Questions to answer —
[1] Reproduce, word for word, the portion of the Qwan Ki Do text that opens with the words containing "Qwan Ki Do is" and closes with "Go (joint locks)".
[2] According to the Qwan Ki Do text, what is the name of the sword art included in the practice?
[3] Continue the Qwan Ki Do text from its last sentence.

Excerpted text —
□ □ □ □ □
Qwan Ki Do is primarily a method of hand-to-hand combat, often using acrobatic manoeuvres, but also includes the use of weapons. Practicing the art is complex, combining mental and physical exercises. The basic techniques include:
- Bo Phap (stances)
- Than Phap (movement)
- Thu Phap (punches and other hand techniques)
- Cuoc Phap (kicks and other foot techniques)
- Cung Phu (blocking)
- Nhao Tan (falls)
- Vat (throws)
- Tao Dia Cuoc (sweeps)
- Cam Na (holds)
- Khoa Go (joint locks)
- Tu Ve (self defence)
- Co Vo Dao (the use of weapons)

The practice includes codified series of moves undertaken solo termed Thao Quyen. Some sequences are named, such as Thap Thu, a combination of ten steps. Along with the basic techniques and assaults (Song Quyen, Song Doi and Song Dau), these form the three pillars of the martial art. The techniques themselves may also have complex taxonomies. For example, the use of hands and arms can be divided into both direct and circular strikes, the former including moves like Thoi Son, a form of forward punch, and the latter includes Thoi Son Ban Ha, in which one arm rotates vertically while the other moves downwards with the palm facing sideways. The weapons used originate from both China and Vietnam and include sticks, pole-arms and blades. The sword art of Viet Lon Guom is included in the practice.
□ □ □ □ □
Information —
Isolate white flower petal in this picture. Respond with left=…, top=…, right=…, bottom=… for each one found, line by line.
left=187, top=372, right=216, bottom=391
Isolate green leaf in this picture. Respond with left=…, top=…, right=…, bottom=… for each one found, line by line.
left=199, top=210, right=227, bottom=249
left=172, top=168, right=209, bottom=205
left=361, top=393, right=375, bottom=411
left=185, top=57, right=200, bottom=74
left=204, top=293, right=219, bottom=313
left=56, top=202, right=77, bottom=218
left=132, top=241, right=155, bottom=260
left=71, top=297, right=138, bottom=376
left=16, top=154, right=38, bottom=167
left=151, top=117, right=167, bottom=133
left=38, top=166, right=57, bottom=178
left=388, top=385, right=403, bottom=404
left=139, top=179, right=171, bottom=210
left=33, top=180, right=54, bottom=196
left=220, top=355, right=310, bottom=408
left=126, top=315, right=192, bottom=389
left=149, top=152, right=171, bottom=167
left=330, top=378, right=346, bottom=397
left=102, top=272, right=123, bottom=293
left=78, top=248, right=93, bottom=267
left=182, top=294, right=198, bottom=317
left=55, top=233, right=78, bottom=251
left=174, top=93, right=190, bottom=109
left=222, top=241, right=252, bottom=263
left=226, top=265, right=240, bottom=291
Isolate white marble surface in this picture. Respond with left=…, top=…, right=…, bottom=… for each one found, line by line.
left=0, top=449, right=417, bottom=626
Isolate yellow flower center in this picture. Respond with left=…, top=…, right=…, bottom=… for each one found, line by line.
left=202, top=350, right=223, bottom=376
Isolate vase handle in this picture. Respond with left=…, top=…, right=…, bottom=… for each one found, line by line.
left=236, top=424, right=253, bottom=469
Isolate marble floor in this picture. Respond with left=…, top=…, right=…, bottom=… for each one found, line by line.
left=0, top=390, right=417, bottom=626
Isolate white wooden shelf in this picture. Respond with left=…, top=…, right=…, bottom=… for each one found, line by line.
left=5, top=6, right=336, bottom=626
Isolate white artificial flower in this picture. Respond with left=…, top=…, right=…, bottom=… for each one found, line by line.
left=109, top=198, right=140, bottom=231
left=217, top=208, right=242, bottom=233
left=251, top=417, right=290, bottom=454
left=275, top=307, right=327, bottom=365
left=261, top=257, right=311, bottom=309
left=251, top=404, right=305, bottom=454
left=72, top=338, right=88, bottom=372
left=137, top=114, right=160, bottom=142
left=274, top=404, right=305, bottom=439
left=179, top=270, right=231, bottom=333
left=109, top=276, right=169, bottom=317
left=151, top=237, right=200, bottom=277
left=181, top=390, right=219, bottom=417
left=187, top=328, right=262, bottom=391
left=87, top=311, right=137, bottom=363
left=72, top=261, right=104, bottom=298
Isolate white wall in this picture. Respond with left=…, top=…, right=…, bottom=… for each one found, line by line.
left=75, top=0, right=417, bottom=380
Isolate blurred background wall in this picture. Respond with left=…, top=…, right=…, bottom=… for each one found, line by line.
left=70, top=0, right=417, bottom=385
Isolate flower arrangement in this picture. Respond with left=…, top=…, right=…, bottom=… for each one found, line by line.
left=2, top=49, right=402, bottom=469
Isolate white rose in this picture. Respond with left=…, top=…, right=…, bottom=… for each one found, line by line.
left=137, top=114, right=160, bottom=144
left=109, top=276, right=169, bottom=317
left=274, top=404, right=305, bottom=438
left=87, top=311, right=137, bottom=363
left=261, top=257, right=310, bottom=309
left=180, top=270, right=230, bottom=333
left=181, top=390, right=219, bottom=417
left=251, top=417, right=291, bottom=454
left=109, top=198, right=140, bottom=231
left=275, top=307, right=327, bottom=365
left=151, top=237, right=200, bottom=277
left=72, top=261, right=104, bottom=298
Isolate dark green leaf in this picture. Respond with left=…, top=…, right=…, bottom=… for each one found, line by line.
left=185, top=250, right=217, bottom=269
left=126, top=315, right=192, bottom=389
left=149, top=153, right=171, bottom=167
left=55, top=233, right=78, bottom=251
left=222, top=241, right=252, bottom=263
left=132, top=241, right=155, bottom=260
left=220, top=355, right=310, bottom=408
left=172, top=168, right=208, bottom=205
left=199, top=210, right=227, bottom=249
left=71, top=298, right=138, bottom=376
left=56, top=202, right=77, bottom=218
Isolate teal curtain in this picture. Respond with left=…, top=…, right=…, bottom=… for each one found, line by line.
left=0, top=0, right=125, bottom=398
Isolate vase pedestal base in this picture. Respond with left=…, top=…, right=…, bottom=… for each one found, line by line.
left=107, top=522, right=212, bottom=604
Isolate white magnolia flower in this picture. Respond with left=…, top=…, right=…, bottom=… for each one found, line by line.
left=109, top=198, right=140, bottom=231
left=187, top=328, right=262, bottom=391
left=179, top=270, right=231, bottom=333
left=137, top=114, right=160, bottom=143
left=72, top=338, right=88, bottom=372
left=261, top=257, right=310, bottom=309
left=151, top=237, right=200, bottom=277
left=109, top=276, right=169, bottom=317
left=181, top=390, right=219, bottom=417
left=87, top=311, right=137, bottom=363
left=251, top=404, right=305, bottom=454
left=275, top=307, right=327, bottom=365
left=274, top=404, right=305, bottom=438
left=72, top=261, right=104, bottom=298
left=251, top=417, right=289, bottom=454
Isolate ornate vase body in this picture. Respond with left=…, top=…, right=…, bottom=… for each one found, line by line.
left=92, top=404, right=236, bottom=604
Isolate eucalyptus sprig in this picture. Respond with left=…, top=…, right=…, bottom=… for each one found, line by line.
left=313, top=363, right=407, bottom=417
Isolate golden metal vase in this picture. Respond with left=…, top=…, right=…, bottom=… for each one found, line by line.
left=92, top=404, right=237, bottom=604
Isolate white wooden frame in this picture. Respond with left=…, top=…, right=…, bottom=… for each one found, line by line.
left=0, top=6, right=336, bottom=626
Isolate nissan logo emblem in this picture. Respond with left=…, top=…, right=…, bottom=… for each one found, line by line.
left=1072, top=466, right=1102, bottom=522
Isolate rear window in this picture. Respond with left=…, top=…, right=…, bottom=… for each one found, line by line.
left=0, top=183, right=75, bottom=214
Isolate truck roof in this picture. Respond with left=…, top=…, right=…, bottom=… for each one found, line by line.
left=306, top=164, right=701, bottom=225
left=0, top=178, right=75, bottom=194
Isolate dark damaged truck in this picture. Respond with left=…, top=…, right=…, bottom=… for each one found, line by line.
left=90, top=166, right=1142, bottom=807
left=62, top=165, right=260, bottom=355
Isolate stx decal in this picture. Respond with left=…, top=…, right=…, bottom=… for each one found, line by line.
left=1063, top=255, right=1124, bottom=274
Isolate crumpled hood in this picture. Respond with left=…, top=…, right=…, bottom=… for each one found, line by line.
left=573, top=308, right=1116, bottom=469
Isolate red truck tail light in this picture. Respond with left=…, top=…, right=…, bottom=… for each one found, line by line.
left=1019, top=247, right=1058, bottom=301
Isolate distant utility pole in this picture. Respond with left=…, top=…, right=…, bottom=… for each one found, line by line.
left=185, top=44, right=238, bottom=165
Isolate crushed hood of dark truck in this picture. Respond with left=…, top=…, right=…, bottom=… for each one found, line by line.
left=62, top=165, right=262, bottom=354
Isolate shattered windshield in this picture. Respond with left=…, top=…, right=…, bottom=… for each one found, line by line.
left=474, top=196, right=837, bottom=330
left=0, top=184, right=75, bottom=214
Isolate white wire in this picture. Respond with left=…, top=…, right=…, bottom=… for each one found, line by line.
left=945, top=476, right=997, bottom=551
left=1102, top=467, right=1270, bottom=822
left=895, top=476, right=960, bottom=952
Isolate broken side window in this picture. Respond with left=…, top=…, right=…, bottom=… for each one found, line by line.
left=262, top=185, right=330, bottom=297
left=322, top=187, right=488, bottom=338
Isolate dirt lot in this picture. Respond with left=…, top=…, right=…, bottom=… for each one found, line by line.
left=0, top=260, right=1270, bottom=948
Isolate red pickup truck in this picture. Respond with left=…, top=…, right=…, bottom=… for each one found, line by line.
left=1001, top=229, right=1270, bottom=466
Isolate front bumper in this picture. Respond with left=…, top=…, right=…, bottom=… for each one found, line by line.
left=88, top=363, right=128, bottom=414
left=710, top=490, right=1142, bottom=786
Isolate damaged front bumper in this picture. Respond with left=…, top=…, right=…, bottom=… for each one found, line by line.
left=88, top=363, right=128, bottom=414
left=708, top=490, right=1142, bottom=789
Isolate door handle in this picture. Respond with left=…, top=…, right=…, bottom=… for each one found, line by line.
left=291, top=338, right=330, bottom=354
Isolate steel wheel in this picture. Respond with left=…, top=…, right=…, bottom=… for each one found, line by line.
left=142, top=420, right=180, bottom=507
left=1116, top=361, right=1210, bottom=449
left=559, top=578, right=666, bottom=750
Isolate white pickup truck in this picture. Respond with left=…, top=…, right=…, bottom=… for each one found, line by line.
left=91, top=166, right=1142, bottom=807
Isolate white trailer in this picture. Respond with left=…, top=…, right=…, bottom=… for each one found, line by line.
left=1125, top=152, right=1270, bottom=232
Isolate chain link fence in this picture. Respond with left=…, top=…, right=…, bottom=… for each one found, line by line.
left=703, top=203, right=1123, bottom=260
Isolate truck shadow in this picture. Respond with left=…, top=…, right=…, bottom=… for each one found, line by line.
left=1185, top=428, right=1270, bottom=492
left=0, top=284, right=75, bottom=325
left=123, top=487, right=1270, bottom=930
□ □ □ □ □
Numbered responses —
[1]
Qwan Ki Do is primarily a method of hand-to-hand combat, often using acrobatic manoeuvres, but also includes the use of weapons. Practicing the art is complex, combining mental and physical exercises. The basic techniques include:
- Bo Phap (stances)
- Than Phap (movement)
- Thu Phap (punches and other hand techniques)
- Cuoc Phap (kicks and other foot techniques)
- Cung Phu (blocking)
- Nhao Tan (falls)
- Vat (throws)
- Tao Dia Cuoc (sweeps)
- Cam Na (holds)
- Khoa Go (joint locks)

[2] Viet Lon Guom

[3]
Progression in the martial art is through three levels:
- So Dang or Nhap Man – the inauguration
- Trung Dang or Trung Man – medium level
- Thuong Dang or Dai Man – high level
A person at So Dang level wears a white belt symbolising purity and the absence of knowledge. A person at Trung Dang can wear a black belt, while one who achieves Thuong Dang can wear a red and white belt with a yellow border.

==Benefits==
In addition to the self-defence benefits of the martial arts, a study published in the Timişoara Physical Education and Rehabilitation Journal showed that the practice improved the motor ability of lower limbs. It has also been shown to improve the aerobic capacity, balance, strength, body weight, and flexibility of practitioners, both elite athletes and elderly amateurs. A positive effect has also been reported on the mental health of children, based on the emphasis on a moral code, respect, self-confidence, self-control, self-determination, social interaction and teamwork.